◆ **What the task asks**:
Can the data below be set down again exactly, line for line?

— BEGIN —

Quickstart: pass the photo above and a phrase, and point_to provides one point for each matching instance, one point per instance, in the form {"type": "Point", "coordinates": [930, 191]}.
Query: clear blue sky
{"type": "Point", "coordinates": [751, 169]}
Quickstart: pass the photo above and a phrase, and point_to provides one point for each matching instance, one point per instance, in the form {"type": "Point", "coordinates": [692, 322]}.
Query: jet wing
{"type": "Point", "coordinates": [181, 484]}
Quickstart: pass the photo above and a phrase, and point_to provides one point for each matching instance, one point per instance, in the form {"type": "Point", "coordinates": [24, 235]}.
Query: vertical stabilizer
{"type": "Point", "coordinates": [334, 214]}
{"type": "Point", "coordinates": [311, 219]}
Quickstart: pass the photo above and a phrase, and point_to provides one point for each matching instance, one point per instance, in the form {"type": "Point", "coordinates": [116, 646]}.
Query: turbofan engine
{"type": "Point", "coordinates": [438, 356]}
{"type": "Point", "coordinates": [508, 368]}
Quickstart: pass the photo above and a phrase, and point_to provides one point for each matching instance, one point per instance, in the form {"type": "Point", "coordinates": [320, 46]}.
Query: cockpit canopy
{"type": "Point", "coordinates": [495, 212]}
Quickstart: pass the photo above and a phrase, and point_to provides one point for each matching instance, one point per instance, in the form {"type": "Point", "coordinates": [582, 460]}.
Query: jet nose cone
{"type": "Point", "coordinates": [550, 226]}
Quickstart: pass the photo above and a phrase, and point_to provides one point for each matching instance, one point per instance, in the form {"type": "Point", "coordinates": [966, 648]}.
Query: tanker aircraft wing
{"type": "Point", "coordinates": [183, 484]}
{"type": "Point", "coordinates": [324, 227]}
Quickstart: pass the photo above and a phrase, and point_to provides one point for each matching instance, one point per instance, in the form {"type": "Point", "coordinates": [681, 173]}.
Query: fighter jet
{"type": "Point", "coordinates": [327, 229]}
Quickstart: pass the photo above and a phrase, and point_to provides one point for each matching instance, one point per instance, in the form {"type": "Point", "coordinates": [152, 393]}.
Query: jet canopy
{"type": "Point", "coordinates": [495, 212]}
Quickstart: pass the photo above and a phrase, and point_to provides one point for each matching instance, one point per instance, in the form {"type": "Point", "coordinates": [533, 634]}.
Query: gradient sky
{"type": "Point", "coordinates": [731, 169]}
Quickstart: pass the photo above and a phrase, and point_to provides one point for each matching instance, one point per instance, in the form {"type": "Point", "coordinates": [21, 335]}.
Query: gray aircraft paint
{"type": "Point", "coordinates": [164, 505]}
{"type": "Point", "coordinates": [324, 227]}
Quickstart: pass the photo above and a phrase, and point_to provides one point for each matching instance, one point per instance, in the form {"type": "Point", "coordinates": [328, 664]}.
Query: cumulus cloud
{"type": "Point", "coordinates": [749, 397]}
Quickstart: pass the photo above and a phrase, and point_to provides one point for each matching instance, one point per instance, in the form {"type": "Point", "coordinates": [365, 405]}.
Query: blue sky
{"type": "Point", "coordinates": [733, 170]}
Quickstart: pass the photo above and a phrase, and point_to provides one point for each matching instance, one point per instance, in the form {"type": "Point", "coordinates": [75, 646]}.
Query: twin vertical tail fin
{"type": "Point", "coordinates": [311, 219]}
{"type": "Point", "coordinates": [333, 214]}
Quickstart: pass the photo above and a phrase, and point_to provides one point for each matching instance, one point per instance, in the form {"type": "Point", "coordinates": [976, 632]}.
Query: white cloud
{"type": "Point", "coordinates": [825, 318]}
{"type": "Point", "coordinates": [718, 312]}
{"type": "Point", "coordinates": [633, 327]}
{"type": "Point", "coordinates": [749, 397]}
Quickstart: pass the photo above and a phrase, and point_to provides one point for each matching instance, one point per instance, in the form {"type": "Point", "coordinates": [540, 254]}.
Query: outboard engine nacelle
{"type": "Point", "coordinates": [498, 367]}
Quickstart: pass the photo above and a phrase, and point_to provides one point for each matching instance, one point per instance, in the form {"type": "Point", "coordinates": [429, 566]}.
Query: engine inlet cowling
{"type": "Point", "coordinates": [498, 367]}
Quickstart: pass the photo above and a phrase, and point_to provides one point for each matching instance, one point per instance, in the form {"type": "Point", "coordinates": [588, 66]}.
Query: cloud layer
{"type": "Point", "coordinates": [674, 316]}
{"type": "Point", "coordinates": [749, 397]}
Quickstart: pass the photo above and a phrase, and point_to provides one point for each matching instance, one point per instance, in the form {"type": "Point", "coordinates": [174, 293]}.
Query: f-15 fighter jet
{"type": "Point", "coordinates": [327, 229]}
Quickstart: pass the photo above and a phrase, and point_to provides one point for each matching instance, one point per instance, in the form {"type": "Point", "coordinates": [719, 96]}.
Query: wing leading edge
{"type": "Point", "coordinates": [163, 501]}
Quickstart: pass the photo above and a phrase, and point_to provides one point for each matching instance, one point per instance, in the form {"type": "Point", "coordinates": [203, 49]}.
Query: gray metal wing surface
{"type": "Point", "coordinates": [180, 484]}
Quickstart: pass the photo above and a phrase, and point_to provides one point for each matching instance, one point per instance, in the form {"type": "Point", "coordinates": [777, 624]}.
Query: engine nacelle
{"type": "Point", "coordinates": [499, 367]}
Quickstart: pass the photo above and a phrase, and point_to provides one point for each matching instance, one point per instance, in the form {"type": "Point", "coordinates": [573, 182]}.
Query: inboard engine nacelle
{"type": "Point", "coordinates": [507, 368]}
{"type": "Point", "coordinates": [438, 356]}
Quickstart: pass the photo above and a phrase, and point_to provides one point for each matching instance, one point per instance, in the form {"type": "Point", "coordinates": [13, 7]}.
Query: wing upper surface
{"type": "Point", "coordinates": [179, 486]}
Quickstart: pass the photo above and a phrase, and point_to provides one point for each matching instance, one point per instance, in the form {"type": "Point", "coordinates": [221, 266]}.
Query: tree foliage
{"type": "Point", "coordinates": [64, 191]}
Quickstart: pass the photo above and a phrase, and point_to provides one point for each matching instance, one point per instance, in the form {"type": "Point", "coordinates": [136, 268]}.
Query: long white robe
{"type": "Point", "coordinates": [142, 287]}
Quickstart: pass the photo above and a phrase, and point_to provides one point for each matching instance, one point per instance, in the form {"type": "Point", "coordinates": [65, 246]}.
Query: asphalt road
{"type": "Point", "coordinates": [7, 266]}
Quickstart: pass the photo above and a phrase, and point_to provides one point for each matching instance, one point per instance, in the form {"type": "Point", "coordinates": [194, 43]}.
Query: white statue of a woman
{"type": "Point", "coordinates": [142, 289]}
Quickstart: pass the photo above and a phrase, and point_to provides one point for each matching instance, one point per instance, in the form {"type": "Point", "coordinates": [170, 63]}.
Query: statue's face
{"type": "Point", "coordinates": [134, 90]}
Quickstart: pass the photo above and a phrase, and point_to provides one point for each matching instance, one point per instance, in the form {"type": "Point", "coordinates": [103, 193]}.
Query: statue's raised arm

— END —

◆ **Finished answer**:
Quickstart: pass the photo above and a phrase, and point_to provides one point for each matching instance, one point per instance, in the form {"type": "Point", "coordinates": [930, 191]}.
Query: clear blue sky
{"type": "Point", "coordinates": [751, 169]}
Quickstart: pass the photo above and a phrase, and point_to provides one point for each matching instance, one point per instance, in the form {"type": "Point", "coordinates": [692, 322]}.
Query: jet wing
{"type": "Point", "coordinates": [181, 484]}
Quickstart: pass the photo above and a phrase, and point_to provides one point for each matching instance, one point per instance, in the form {"type": "Point", "coordinates": [24, 235]}.
Query: vertical stabilizer
{"type": "Point", "coordinates": [334, 214]}
{"type": "Point", "coordinates": [311, 219]}
Quickstart: pass the photo above and a phrase, and point_to provides one point for each matching instance, one point per instance, in the form {"type": "Point", "coordinates": [116, 646]}.
Query: turbofan engine
{"type": "Point", "coordinates": [438, 356]}
{"type": "Point", "coordinates": [508, 368]}
Quickstart: pass the photo above and a phrase, and point_to provides one point for each matching instance, one point per instance, in the form {"type": "Point", "coordinates": [320, 46]}.
Query: cockpit canopy
{"type": "Point", "coordinates": [495, 212]}
Quickstart: pass the photo above and a phrase, and point_to provides one point for each matching instance, one point per instance, in the form {"type": "Point", "coordinates": [582, 460]}.
Query: jet nose cone
{"type": "Point", "coordinates": [550, 226]}
Quickstart: pass the photo above and a phrase, and point_to provides one point for each matching instance, one point per instance, in the form {"type": "Point", "coordinates": [966, 648]}.
Query: tanker aircraft wing
{"type": "Point", "coordinates": [183, 484]}
{"type": "Point", "coordinates": [324, 227]}
Quickstart: pass the photo above and a phrase, and point_to provides one point for each matching instance, one point per instance, in the form {"type": "Point", "coordinates": [681, 173]}.
Query: fighter jet
{"type": "Point", "coordinates": [327, 229]}
Quickstart: pass the photo above and a phrase, and point_to provides one point for each matching instance, one point per instance, in the form {"type": "Point", "coordinates": [152, 393]}.
Query: jet canopy
{"type": "Point", "coordinates": [495, 212]}
Quickstart: pass the photo above and a phrase, and point_to provides one point for each matching instance, one point per instance, in the form {"type": "Point", "coordinates": [533, 634]}.
Query: gradient sky
{"type": "Point", "coordinates": [731, 169]}
Quickstart: pass the photo above and a phrase, and point_to provides one point for each matching instance, one point per instance, in the form {"type": "Point", "coordinates": [21, 335]}.
Query: gray aircraft paint
{"type": "Point", "coordinates": [164, 505]}
{"type": "Point", "coordinates": [324, 227]}
Quickstart: pass the photo above and a phrase, and point_to provides one point for each matching instance, one point per instance, in the form {"type": "Point", "coordinates": [328, 664]}.
Query: cumulus cloud
{"type": "Point", "coordinates": [749, 397]}
Quickstart: pass the photo above and a phrase, and point_to provides one point for each matching instance, one point per instance, in the form {"type": "Point", "coordinates": [365, 405]}.
Query: blue sky
{"type": "Point", "coordinates": [733, 170]}
Quickstart: pass the photo above and a phrase, and point_to provides one point for each matching instance, one point per instance, in the form {"type": "Point", "coordinates": [75, 646]}.
Query: twin vertical tail fin
{"type": "Point", "coordinates": [311, 219]}
{"type": "Point", "coordinates": [333, 214]}
Quickstart: pass the photo above and a phrase, and point_to provides one point for each matching instance, one point per instance, in the form {"type": "Point", "coordinates": [976, 632]}.
Query: white cloud
{"type": "Point", "coordinates": [825, 318]}
{"type": "Point", "coordinates": [718, 312]}
{"type": "Point", "coordinates": [633, 327]}
{"type": "Point", "coordinates": [749, 397]}
Quickstart: pass the photo above and a phrase, and point_to provides one point for each matching instance, one point per instance, in the form {"type": "Point", "coordinates": [540, 254]}.
Query: outboard engine nacelle
{"type": "Point", "coordinates": [498, 367]}
Quickstart: pass the photo above and a phrase, and point_to provides one point for each matching instance, one point per instance, in the form {"type": "Point", "coordinates": [429, 566]}.
Query: engine inlet cowling
{"type": "Point", "coordinates": [498, 367]}
Quickstart: pass the photo above and a phrase, and point_to provides one point for each matching instance, one point per instance, in the form {"type": "Point", "coordinates": [588, 66]}.
Query: cloud layer
{"type": "Point", "coordinates": [674, 316]}
{"type": "Point", "coordinates": [749, 397]}
Quickstart: pass the photo above and a phrase, and point_to provides one point for each matching instance, one point per instance, in the form {"type": "Point", "coordinates": [174, 293]}.
Query: f-15 fighter jet
{"type": "Point", "coordinates": [327, 229]}
Quickstart: pass the photo above and a phrase, and point_to provides one point for each matching instance, one point per instance, in the form {"type": "Point", "coordinates": [719, 96]}.
Query: wing leading edge
{"type": "Point", "coordinates": [163, 501]}
Quickstart: pass the photo above and a phrase, and point_to provides one point for each matching instance, one point per instance, in the form {"type": "Point", "coordinates": [203, 49]}.
Query: gray metal wing surface
{"type": "Point", "coordinates": [180, 484]}
Quickstart: pass the photo above and a phrase, and point_to provides one point for each matching instance, one point per instance, in the form {"type": "Point", "coordinates": [777, 624]}.
Query: engine nacelle
{"type": "Point", "coordinates": [499, 367]}
Quickstart: pass the photo above and a phrase, and point_to provides one point for each matching instance, one point per instance, in the form {"type": "Point", "coordinates": [573, 182]}.
Query: inboard engine nacelle
{"type": "Point", "coordinates": [507, 368]}
{"type": "Point", "coordinates": [438, 356]}
Quickstart: pass the photo above and a phrase, and point_to provides one point for each matching instance, one point per instance, in the form {"type": "Point", "coordinates": [13, 7]}.
Query: wing upper surface
{"type": "Point", "coordinates": [179, 486]}
Quickstart: pass the photo above and a phrase, and point_to provides one point for each matching instance, one point per instance, in the form {"type": "Point", "coordinates": [221, 266]}.
Query: tree foliage
{"type": "Point", "coordinates": [64, 191]}
Quickstart: pass the photo above and a phrase, and point_to provides one point for each matching instance, one point per instance, in the form {"type": "Point", "coordinates": [136, 268]}.
Query: long white robe
{"type": "Point", "coordinates": [142, 287]}
Quickstart: pass the photo above and a phrase, and point_to provides one point for each matching instance, one point per instance, in the form {"type": "Point", "coordinates": [65, 246]}.
Query: asphalt road
{"type": "Point", "coordinates": [7, 266]}
Quickstart: pass the photo above and a phrase, and point_to provides one point for each matching instance, one point per instance, in the form {"type": "Point", "coordinates": [194, 43]}.
Query: white statue of a woman
{"type": "Point", "coordinates": [142, 289]}
Quickstart: pass the photo above and a phrase, and point_to provides one point for each matching instance, one point per instance, in the form {"type": "Point", "coordinates": [170, 63]}.
Query: statue's face
{"type": "Point", "coordinates": [134, 90]}
Quickstart: pass the photo above and a phrase, and point_to provides one point for each matching instance, one point per instance, in the form {"type": "Point", "coordinates": [103, 193]}.
Query: statue's raised arm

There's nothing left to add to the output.